*やること:*
1) 仮面ライダーウィザード第1話の本文で、冒頭の晴人はどこに座ってドーナツを食べているか。
2) 仮面ライダーウィザード第1話の本文の続きを、最後の一文のあとから書いてください。

*出典:*

= = = =

仮面ライダーウィザードの第1話


かつて魔法は科学と並ぶ学問であった。
しかし文明の進歩とともに、
魔法はいつしか忘れ去られた。
時は流れ、現代。
科学では解明できない恐怖を魔法で振り払う
1人の男がいた。
人は彼を魔法使い、ウィザードと呼ぶ──!



主人公・操真(そうま)晴人(はると)。なぜか都会の車道に高くそびえる街灯の上に座り、ドーナツを頬張っている。

晴人「美味っ……」

そこへ、彼の使い魔の一つ・レッドガルーダが飛来し、鳴き声を上げる。

晴人「見つけたのか? ガルーダ。しょうがない。これは、おあずけだな」

ドーナツの袋をそばに置くと、手にはめた指輪をベルトにかざす。

『コネクト・プリーズ』

ベルトの応答音声とともに、空中に魔法陣が浮かび上がり、その中から彼のバイク、マシンウィンガーが出現する。

晴人「案内よろしく!」


街はずれの倉庫を、警官隊が包囲している。警視庁の網野刑事、大門凛子刑事も駆けつける。

網野「状況は?」
警官「まだ作業員が何人か、取り残されてるようです」
網野「行けるか、大門?」
凜子「大丈夫です。人を守るのが私たち警察の仕事ですから」
網野「よし、突入だ!」

凜子や警官隊が突入。倉庫の中では、異形の怪物・グールたちが、作業員たちを蹂躙している。

作業員「うわあぁっ!」「わあっ!」
凜子「何!? こいつら……」

凜子や警官たちが発砲するが、グールにはまったく堪えない。

凜子「……そんな!?」

グールが警官たちも襲い始める。さらに2本の角を持つ怪人、ミノタウロスも現れる。
網野はいつの間にか消えている。凜子がミノタウロス目がけて発砲するものの、まったく通用しない。

ミノタウロス「何をしてもムダだ」

ミノタウロスが凛子の首を締め上げ、絶体絶命。
その時、倉庫の壁をぶち破り、晴人のマシンウィンガーが突入して来る。

『コネクト・プリーズ』

宙に浮かび上がった魔法陣から専用銃ウィザーソードガンを取り出すと、グールたち目がけて銃撃。
凛子を掠めた銃弾が、ミノタウロスの角を砕く。

ミノタウロス「銀の銃弾! 貴様、『魔法使い』!?」
凜子「魔法使い……?」
ミノタウロス「おのれぇ!」

ミノタウロスが火炎弾を投げつけ、晴人が爆炎に包まれる。

= = = =

*データ部分:*
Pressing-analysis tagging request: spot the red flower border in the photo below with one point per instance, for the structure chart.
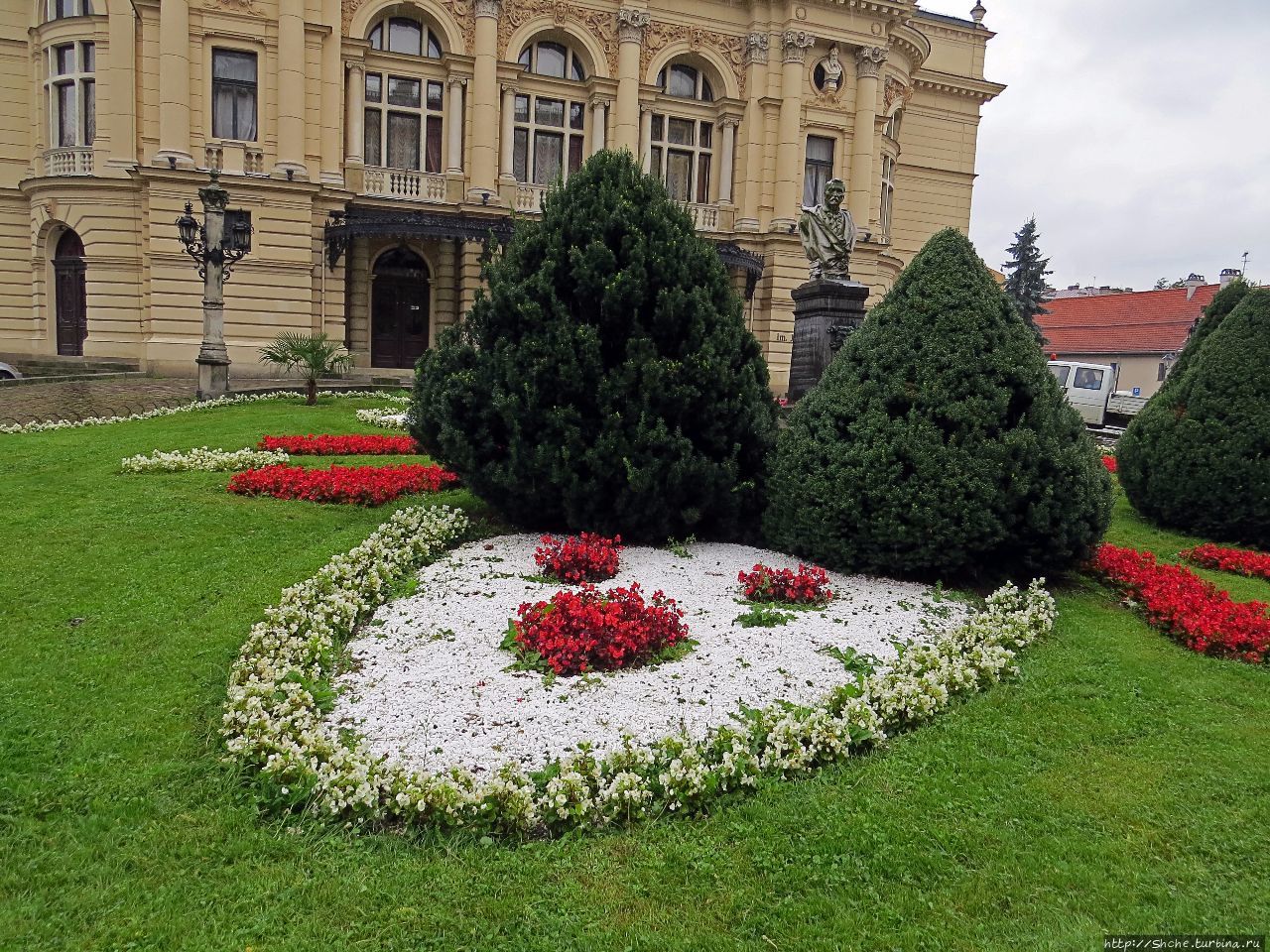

= = = =

*解答一覧:*
1) 都会の車道に高くそびえる街灯の上。

2)
燃え上がる炎の中から現れる、宝石のような仮面と魔法衣を纏った魔法戦士、ウィザード──!

ミノタウロス「ウィザードか!?」
ウィザード「さぁ、ショータイムだ!」
ミノタウロス「いけっ!」

ミノタウロスの指示で、グールたちがウィザードに襲いかかる。
ウィザードはグールを次々に撃ち抜き、さらにソードガンを剣に変形させ、斬り払ってゆく。
戦いは倉庫の外へ移る。ウィザードはミノタウロスを追うものの、グールたちがそれを阻む。

ウィザード「邪魔すんなっての。ハッ!」

『♪カモナ・シューティング・シェイクハンズ!』『シューティングストライク・ヒーヒーヒ──!』

ソードガンから放たれた強烈な炎の銃撃で、グールたちは一掃される。


第1話 指輪の魔法使い


凛子が倉庫の外に出ると、ウィザードは携帯電話を手にしている。

ウィザード「あぁ、コヨミか? グールは片づけたんだが、ファントムに逃げられた。どこへ行ったかわかるか?」

アンティークショップ・面影堂。看板娘のコヨミが電話を受け、店の奥では店長の和島が作業をしている。

コヨミ「ガルちゃんだけじゃムリよ、晴人。もっと使い魔を出してくれなきゃ」
ウィザード「あのねぇ、魔法使うのも、結構疲れるんだから」
コヨミ「わかってるわよ。でも仕方ないじゃない」
ウィザード「まったく…… コヨミの奴、簡単に言ってくれちゃって」

『♪ルパッチ・マジック・タッチ・ゴー!』『ユニコーン・プリーズ』『クラーケン・プリーズ』

ガルーダ同様の使い魔、ブルーユニコーンとイエロークラーケンが出現。

ウィザード「近くにいるはずだ。よろしく!」

使い魔たちが偵察に向かう。ウィザードが変身を解除し、晴人の姿に戻る。

凛子「あなた、本当に魔法使いなの?」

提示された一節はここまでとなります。